- Required work: Please quote the material exactly, every line of it.

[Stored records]
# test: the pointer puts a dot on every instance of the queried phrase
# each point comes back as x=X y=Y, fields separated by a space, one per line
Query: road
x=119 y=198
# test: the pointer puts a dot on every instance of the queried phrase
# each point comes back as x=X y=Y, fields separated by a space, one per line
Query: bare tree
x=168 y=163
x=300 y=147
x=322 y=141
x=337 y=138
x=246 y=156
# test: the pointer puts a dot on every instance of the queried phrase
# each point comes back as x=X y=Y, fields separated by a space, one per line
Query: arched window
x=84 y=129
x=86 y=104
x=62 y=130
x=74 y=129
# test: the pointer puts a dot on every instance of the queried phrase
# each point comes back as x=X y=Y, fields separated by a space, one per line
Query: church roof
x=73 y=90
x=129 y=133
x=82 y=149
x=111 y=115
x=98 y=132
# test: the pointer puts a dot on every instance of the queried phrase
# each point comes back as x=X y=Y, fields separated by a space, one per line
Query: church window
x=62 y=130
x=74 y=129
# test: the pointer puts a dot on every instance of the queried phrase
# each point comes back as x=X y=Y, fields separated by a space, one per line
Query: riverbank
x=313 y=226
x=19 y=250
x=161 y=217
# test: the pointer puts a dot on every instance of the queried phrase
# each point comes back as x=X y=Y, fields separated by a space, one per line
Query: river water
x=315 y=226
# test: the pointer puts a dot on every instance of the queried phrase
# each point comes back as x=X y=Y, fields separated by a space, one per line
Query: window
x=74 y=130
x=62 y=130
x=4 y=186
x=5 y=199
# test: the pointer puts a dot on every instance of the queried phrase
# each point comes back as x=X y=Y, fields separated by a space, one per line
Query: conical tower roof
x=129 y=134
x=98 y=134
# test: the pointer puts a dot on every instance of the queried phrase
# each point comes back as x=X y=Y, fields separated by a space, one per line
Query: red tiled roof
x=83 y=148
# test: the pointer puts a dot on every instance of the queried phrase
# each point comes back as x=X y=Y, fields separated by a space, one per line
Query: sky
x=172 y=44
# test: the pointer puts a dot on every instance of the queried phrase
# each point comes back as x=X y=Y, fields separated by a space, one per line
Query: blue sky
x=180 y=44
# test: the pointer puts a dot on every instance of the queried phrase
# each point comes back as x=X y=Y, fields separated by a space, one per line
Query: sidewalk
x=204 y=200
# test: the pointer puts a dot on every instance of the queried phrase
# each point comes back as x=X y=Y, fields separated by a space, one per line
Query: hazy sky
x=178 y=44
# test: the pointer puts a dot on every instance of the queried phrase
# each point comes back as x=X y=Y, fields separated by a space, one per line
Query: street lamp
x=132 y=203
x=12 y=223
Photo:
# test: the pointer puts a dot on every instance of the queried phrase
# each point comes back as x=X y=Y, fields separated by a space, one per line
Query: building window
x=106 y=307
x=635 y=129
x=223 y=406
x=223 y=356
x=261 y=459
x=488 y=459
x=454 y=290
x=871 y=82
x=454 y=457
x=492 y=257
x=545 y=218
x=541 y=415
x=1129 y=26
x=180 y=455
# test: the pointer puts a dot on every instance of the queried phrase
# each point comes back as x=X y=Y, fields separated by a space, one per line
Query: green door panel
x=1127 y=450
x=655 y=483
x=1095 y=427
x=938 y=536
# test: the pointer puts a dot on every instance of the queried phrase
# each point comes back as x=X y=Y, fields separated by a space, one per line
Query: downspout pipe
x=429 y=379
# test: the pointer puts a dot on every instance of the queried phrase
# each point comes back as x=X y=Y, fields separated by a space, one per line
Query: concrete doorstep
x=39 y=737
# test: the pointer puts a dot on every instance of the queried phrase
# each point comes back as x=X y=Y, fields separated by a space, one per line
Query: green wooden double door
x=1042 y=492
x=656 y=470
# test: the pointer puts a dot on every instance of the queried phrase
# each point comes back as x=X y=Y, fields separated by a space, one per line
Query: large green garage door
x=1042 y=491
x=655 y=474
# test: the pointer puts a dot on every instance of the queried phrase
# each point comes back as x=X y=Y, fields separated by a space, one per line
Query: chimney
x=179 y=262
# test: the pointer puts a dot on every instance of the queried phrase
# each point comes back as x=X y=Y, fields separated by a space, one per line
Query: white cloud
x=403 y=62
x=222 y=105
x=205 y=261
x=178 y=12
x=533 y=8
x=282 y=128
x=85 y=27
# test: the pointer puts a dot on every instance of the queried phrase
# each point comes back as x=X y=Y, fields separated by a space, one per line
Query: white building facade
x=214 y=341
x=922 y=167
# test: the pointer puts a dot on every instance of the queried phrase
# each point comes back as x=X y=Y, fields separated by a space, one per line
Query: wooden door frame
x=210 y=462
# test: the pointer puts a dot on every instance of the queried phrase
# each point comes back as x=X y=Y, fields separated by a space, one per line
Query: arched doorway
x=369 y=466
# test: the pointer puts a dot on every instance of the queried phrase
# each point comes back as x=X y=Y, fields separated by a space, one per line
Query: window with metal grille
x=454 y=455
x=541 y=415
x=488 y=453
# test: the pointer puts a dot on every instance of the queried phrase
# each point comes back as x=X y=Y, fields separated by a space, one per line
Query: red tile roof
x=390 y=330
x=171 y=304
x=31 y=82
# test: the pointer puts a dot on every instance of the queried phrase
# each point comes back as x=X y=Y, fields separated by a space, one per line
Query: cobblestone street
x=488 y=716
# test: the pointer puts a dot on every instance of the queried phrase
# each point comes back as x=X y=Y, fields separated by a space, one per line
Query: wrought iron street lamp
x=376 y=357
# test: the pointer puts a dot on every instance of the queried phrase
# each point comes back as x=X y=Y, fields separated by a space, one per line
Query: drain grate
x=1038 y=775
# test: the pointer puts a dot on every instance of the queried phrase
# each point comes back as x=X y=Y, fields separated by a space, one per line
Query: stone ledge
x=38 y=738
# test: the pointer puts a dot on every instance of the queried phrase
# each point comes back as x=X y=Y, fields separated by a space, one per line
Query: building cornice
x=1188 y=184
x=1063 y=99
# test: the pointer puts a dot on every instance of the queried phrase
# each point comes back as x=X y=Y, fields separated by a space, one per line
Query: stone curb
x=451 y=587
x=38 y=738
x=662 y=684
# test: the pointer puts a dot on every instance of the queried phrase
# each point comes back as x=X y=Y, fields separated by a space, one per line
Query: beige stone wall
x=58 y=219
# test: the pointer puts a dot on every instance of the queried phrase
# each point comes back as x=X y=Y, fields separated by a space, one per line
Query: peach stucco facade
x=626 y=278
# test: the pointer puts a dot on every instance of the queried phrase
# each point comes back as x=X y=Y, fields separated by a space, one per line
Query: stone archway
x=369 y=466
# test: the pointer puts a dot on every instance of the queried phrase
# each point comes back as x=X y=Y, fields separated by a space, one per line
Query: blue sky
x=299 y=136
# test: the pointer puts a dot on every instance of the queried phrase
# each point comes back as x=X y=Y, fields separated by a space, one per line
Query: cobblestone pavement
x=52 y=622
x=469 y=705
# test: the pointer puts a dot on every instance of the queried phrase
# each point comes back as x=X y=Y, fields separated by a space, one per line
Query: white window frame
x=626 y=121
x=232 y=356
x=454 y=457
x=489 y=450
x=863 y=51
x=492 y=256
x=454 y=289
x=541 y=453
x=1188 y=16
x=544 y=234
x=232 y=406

- Answer to this exercise:
# test: the pointer puts a dot on every instance of the queried phrase
# each point comes back as x=X y=Y, fields separated by a space, one per line
Query: road
x=119 y=198
# test: the pointer puts a dot on every instance of the queried phrase
# each point comes back as x=X y=Y, fields separated by a space, one per line
Query: bare tree
x=168 y=163
x=300 y=147
x=322 y=141
x=337 y=138
x=246 y=156
# test: the pointer puts a dot on every instance of the queried phrase
# each point comes back as x=X y=Y, fields separated by a space, one per line
Query: arched window
x=84 y=129
x=86 y=104
x=62 y=130
x=74 y=129
# test: the pointer puts a dot on every instance of the queried phrase
# each point comes back as x=X y=Y, fields separated by a space, one per line
Query: church roof
x=73 y=90
x=129 y=133
x=82 y=149
x=111 y=115
x=98 y=132
# test: the pointer puts a dot on every instance of the queried phrase
# each point comes back as x=X y=Y, fields separated by a space, one per line
Query: church window
x=62 y=130
x=74 y=129
# test: the pointer puts a dot on every instance of the queried phrase
# each point comes back as x=X y=Y, fields separated by a space, one per line
Query: riverbank
x=313 y=226
x=19 y=250
x=161 y=217
# test: the pointer puts a dot on every instance of the queried phrase
# each point comes back as x=X y=Y, fields separated by a space, one per line
Query: river water
x=315 y=226
# test: the pointer puts a dot on every instance of the queried phrase
# each point comes back as x=X y=Y, fields separated by a space, one per line
Query: window
x=74 y=130
x=62 y=130
x=4 y=186
x=5 y=199
# test: the pointer puts a dot on every instance of the queried phrase
# each point comes back as x=X y=Y, fields separated by a space, one per line
Query: conical tower roof
x=129 y=134
x=98 y=134
# test: the pointer puts a dot on every instance of the queried phrase
# each point comes back as x=X y=Y, fields separated by a space, one per line
Query: red tiled roof
x=83 y=148
# test: the pointer puts a dot on every instance of the queried phrase
# each point comes back as x=X y=Y, fields separated by a space, one per line
Query: sky
x=172 y=44
# test: the pointer puts a dot on every instance of the queried phrase
# each point comes back as x=X y=Y, fields separated by a space, one per line
Query: blue sky
x=180 y=44
# test: the pointer puts a dot on every instance of the queried phrase
# each point comes back as x=X y=Y, fields separated by a space, one per line
Query: sidewalk
x=204 y=200
# test: the pointer puts a dot on every instance of the queried phrase
# each point comes back as x=X y=Y, fields separated by a space, one per line
Query: hazy sky
x=178 y=44
# test: the pointer puts a dot on every instance of the queried phrase
# each point comes back as x=X y=Y, fields separated by a space, one per line
Query: street lamp
x=132 y=203
x=12 y=223
Photo:
# test: the pointer puts a dot on every instance of the queried phrase
# each point comes back as x=X y=Y, fields separated by a space, one per line
Query: building window
x=106 y=307
x=635 y=129
x=223 y=406
x=223 y=356
x=261 y=459
x=488 y=459
x=454 y=290
x=871 y=82
x=454 y=457
x=492 y=257
x=545 y=218
x=541 y=415
x=1129 y=26
x=180 y=455
# test: the pointer puts a dot on every instance of the queried phrase
# each point comes back as x=X y=Y, fields separated by a space, one per line
Query: green door panel
x=1127 y=450
x=655 y=483
x=1095 y=427
x=938 y=536
# test: the pointer puts a dot on every instance of the queried phrase
# each point comes back as x=X y=Y, fields separated by a space, one per line
Query: downspout pipe
x=429 y=379
# test: the pointer puts a dot on every instance of the queried phrase
# each point comes back as x=X y=Y, fields separated by a space, one per line
Query: concrete doorstep
x=39 y=737
# test: the pointer puts a dot on every instance of the queried phrase
# each point comes back as x=X y=Y, fields separated by a space, one per line
Query: green wooden double door
x=1042 y=492
x=656 y=470
# test: the pointer puts a dot on every instance of the queried phrase
# each point comes back as x=X y=Y, fields separated by a space, one per line
Query: large green garage door
x=1042 y=491
x=655 y=474
# test: the pointer puts a dot on every instance of the queried phrase
# each point comes back as x=X y=Y, fields separated by a space, one per line
Query: chimney
x=179 y=262
# test: the pointer puts a dot on every instance of the queried phrase
# each point comes back as x=X y=Y, fields separated by a space, one per line
Query: white cloud
x=403 y=62
x=222 y=105
x=205 y=261
x=178 y=12
x=533 y=8
x=282 y=128
x=85 y=27
# test: the pointer puts a dot on every instance of the queried phrase
# each point comes back as x=X y=Y, fields separated by a space, one per line
Query: white building facade
x=214 y=341
x=922 y=167
# test: the pointer puts a dot on every instance of the queried phrase
# each point comes back as x=X y=Y, fields separated by a space, one per line
Query: wooden door frame
x=210 y=462
# test: the pointer puts a dot on every instance of the queried phrase
# each point comes back as x=X y=Y, fields separated by a space, one per line
Query: arched doorway
x=369 y=466
# test: the pointer puts a dot on every instance of the queried phrase
# each point comes back as x=X y=Y, fields separated by a space, one per line
Query: window with metal grille
x=454 y=455
x=541 y=415
x=488 y=453
# test: the pointer puts a dot on every instance of the queried phrase
# each point comes back as x=X y=Y, fields separated by a space, one per line
Query: red tile roof
x=390 y=330
x=171 y=304
x=31 y=82
# test: the pointer puts a dot on every instance of the queried phrase
# each point comes back as x=X y=Y, fields separated by a space, one per line
Query: cobblestone street
x=488 y=716
# test: the pointer puts a dot on every instance of the queried phrase
# each point comes back as x=X y=Y, fields separated by a space, one per line
Query: wrought iron street lamp
x=376 y=357
# test: the pointer puts a dot on every instance of the queried phrase
# each point comes back as x=X y=Y, fields separated by a space, one per line
Query: drain grate
x=1038 y=775
# test: the pointer puts a dot on every instance of the queried phrase
# each point comes back as x=X y=Y, fields separated by a space, one per line
Query: stone ledge
x=38 y=738
# test: the pointer puts a dot on every instance of the queried phrase
# each point comes back as x=X y=Y, fields separated by a space, one per line
Query: building cornice
x=1188 y=184
x=1063 y=99
# test: the pointer puts a dot on every instance of the queried phrase
# each point comes back as x=X y=Y, fields separated by a space, one per line
Query: stone curb
x=451 y=587
x=38 y=738
x=662 y=684
# test: the pointer puts a dot on every instance of the queried phrase
# each point comes back as x=X y=Y, fields separated by a space, one per line
Query: beige stone wall
x=58 y=219
# test: the pointer puts a dot on every instance of the queried phrase
# each point comes back as x=X y=Y, fields separated by a space, one per line
Query: peach stucco facade
x=626 y=278
# test: the pointer puts a dot on every instance of the queried phrase
# each point comes back as x=X y=Y, fields separated by a space, one per line
Query: stone archway
x=369 y=466
# test: the pointer puts a dot on every instance of the queried phrase
# each point comes back as x=X y=Y, fields separated by a space, one per line
Query: blue sky
x=299 y=136
# test: the pointer puts a dot on every instance of the queried phrase
# each point comes back as x=X y=Y, fields separated by a space, one per line
Query: cobblestone pavement
x=52 y=622
x=469 y=705
# test: the pointer puts a dot on every instance of the queried phrase
# each point comes back as x=X y=Y, fields separated by a space, one per line
Query: white window frame
x=626 y=121
x=232 y=356
x=454 y=457
x=489 y=450
x=863 y=51
x=492 y=256
x=454 y=289
x=541 y=453
x=1188 y=16
x=544 y=234
x=232 y=406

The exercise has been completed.